### Task instructions
Quote the lines from the line holding "Mark every instance of the roof" to the very end of the listing, exactly, and no others.

# Input data start

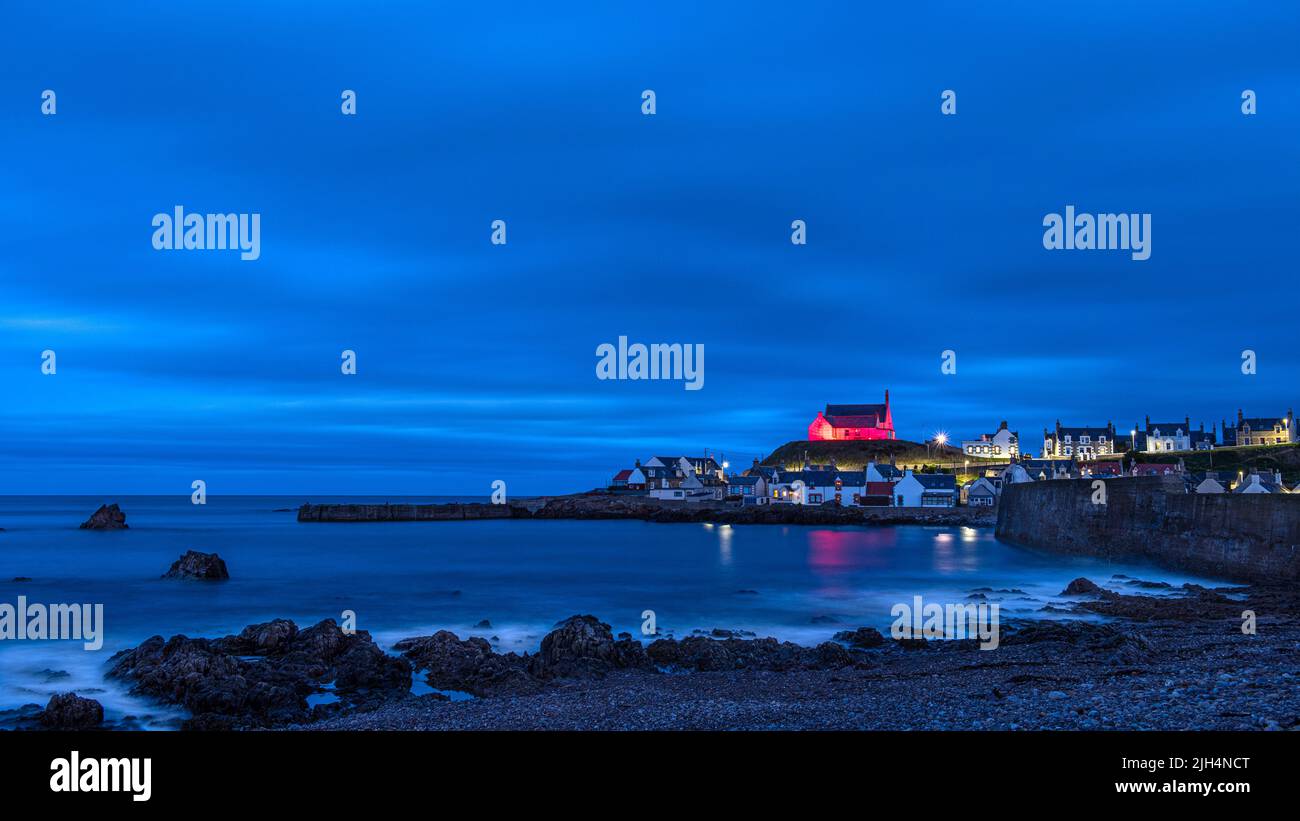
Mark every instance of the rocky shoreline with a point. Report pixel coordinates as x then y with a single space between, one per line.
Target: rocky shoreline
610 505
1171 661
1175 660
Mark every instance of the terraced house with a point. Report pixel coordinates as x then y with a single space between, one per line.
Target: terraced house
1000 444
1261 430
1082 443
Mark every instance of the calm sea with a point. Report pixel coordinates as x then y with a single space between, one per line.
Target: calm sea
798 582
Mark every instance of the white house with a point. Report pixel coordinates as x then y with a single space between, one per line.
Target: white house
926 490
883 473
1260 483
1015 474
666 472
1216 482
980 494
1001 444
748 489
840 487
1164 437
687 487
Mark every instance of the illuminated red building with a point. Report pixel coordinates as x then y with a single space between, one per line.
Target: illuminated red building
848 422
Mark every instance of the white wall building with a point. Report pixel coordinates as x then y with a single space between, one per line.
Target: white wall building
1001 444
926 490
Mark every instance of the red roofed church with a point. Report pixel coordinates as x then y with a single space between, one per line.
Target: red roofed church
853 422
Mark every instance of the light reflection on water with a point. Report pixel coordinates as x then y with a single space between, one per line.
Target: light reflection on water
797 583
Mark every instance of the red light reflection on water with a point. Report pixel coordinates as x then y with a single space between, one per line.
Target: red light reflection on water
837 551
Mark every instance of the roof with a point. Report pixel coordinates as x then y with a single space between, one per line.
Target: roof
1168 429
872 409
1153 469
1083 431
1222 477
1256 422
854 416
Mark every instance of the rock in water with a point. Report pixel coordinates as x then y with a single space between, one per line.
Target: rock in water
861 638
68 711
107 517
263 676
1082 587
584 646
200 567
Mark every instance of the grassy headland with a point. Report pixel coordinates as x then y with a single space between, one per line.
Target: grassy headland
854 455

# Input data end

### Final result
Mark every instance of the roof with a point. Report pixel coordinates as x then y with a single space between, one per line.
Target: roof
1168 429
872 409
1153 469
1083 431
1222 477
1256 422
854 416
Mark every instance of the rock in water with a point. Report pixel coordinates as x then y with a single space between, one per line.
Target: rock in water
861 638
68 711
107 517
263 676
1082 587
584 646
200 567
Mark every instance of the grassy headland with a point. Report pixel coordinates as x then y with a single space between, one per line.
Target: grassy headland
854 455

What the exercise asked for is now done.